● **WHAT YOU HAVE TO DO**: Could you edit the part of the data that opens with the line containing "Mark the construction" and closes with the line containing "Mark the drywall", so that "debris" becomes "rubble" and nothing else changes? Return only those lines.

● **DATASET RECORDS**:

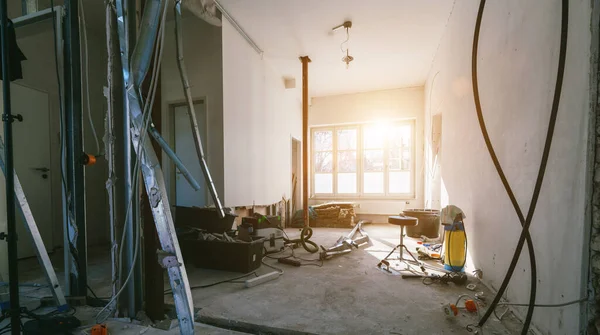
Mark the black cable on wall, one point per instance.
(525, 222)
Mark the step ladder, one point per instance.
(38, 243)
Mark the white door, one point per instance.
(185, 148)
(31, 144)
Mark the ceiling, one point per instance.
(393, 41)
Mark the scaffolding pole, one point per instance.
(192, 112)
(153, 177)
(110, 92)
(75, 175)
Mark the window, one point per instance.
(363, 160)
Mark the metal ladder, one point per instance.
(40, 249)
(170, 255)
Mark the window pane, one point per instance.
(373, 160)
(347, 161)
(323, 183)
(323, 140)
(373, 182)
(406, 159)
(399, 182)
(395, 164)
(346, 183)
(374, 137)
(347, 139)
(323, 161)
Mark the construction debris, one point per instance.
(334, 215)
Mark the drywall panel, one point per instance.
--
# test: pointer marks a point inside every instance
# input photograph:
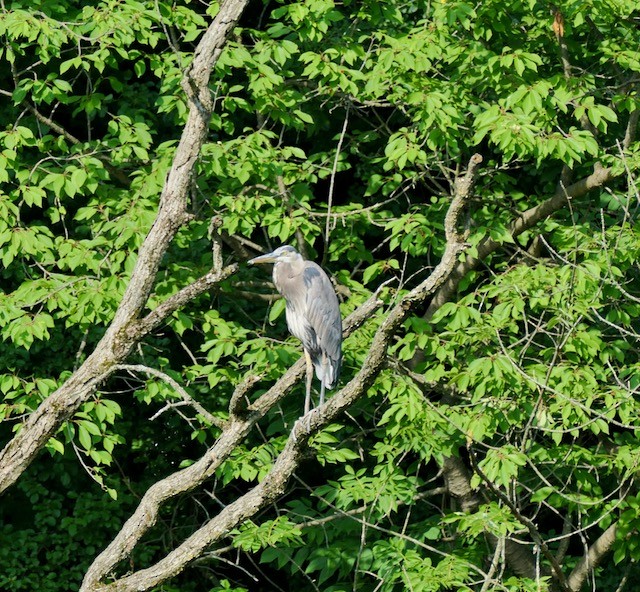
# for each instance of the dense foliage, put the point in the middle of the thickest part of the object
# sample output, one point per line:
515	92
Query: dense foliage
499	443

● **SOLUTION FOR THIS EXERCISE**:
Mark the construction rubble, one point per instance.
(334, 215)
Mark the drywall panel, one point per instance.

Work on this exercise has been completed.